Rewrite the lines below as a numbered list, omitting any blank lines.

= = = = = = =

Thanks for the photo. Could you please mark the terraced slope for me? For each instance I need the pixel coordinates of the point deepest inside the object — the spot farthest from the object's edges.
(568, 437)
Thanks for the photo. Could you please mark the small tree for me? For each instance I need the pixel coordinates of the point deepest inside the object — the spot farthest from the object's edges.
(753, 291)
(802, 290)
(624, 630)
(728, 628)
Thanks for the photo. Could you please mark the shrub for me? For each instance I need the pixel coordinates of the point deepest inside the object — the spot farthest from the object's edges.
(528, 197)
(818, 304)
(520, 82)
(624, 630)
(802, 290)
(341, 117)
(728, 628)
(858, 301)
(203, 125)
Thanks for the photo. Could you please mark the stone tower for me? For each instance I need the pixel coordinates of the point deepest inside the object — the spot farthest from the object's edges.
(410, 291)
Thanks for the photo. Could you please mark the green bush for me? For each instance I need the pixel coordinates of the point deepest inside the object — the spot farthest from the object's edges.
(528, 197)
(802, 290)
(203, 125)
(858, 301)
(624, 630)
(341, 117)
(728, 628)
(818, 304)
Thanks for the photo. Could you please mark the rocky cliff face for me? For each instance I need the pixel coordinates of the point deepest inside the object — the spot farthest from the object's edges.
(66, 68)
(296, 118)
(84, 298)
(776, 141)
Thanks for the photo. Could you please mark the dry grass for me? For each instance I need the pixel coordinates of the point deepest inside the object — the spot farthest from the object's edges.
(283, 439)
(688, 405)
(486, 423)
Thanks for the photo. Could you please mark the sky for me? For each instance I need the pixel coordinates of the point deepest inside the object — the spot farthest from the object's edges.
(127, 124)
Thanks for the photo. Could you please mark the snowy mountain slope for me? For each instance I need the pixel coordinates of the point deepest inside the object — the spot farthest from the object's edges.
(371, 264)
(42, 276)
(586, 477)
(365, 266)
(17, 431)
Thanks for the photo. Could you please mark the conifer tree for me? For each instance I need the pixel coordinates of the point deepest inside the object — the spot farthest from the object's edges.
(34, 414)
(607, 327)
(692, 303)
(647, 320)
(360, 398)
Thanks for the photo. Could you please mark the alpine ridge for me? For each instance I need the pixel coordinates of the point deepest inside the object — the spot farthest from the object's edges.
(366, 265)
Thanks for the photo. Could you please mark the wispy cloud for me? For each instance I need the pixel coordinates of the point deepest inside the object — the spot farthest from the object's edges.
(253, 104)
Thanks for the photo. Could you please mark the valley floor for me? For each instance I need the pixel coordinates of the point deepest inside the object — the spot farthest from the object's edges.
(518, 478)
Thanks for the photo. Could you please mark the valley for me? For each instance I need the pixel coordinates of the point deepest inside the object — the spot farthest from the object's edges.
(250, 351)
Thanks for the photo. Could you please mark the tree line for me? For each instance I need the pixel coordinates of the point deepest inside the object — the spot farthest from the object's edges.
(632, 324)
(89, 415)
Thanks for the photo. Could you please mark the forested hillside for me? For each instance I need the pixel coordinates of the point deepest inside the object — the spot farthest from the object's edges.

= = = = = = =

• **ANSWER TO THE PROBLEM**
1. Thanks for the photo. Could you please mark the terraced slope for me? For each instance I need the pixel coordinates of the point deepest inside the object — the spot farthest from the object's edges.
2. (568, 437)
3. Thanks for the photo. Could you please mark the small tree for me? For each instance I need the pixel coordinates of the point deepest inside the object — the spot farthest from the object's edges.
4. (753, 291)
5. (802, 290)
6. (624, 630)
7. (728, 628)
8. Thanks for the photo. Could you please mark the shrub for me? For each instance I need the pixel coordinates of the point deepest inside the object — the spot farthest from the object's edges.
9. (528, 197)
10. (818, 304)
11. (520, 82)
12. (624, 630)
13. (802, 290)
14. (341, 117)
15. (728, 628)
16. (858, 301)
17. (203, 125)
18. Thanks for the photo. Could you please mark the stone tower for me? For each instance I need the pixel coordinates of the point deepest inside the object — the spot farthest from the object's edges.
19. (410, 291)
20. Thanks for the photo. Could you please mark the green bush for me? For each instance I need the pixel coordinates of the point deepest inside the object — the spot farthest from the object's edges.
21. (528, 197)
22. (802, 290)
23. (203, 125)
24. (858, 301)
25. (624, 630)
26. (341, 117)
27. (728, 628)
28. (818, 304)
29. Thanks for the photo. Could you please mark the rocky cliff face for me? For each instance I need the pixel coordinates of the point deepest inside the object — the spot farthest from the object's edges.
30. (66, 68)
31. (296, 118)
32. (84, 298)
33. (776, 141)
34. Thanks for the photo. Could you please mark the dry grass for me? For each instance I need the pixel coordinates of the point deepest inside the object — the spot farthest from the object's edges.
35. (283, 439)
36. (688, 405)
37. (486, 423)
38. Thanks for the photo. Could you please mark the sky for me? For each instance I need the pixel coordinates of the point deepest inside the object — the spot farthest from the object's edges.
39. (127, 124)
40. Thanks for the photo. Could you please mark the snowy mountain slope for me? For each instance I need the pixel coordinates of the point deepest inside the object — the spot farthest from the object's edges.
41. (371, 264)
42. (42, 276)
43. (586, 477)
44. (365, 266)
45. (17, 431)
46. Thanks for the photo. Could you please mark the conifer tree for me? For each instance I need the pixel coordinates of the point deepest inside the object — the spot farthest from the object's edges.
47. (34, 414)
48. (607, 327)
49. (692, 303)
50. (647, 320)
51. (360, 398)
52. Thanks for the photo. Could you please mark the alpine ridge for me? For each instance I need the pixel coordinates of the point deepest inside the object — the spot farthest from the object's edges.
53. (366, 265)
54. Thanks for the photo. Could you please mark the wispy cloud for me? For each instance I need the pixel coordinates of the point deepest inside the object — the spot farthest from the object's edges.
55. (253, 104)
56. Thanks for the photo. Could you please mark the valley floor for me? For each instance I need the pixel coordinates of the point deepest inside the object — the spot farthest from the object's edges.
57. (518, 478)
58. Thanks for the photo. Could you please mark the valley for me? For each instance I need the pixel coordinates of the point deepest inside the object — the spot farthest from the object's edges.
59. (250, 351)
60. Thanks for the photo. Could you please mark the tree line for me? For each instance I need the pixel coordinates of the point deepest inside the object — the spot farthest from the object's edges.
61. (632, 324)
62. (89, 415)
63. Thanks for the photo. Could you please mark the forested hillside for me? For each instance I need the pixel coordinates of the point deepest inside the object — the spot farthest from the object's edges.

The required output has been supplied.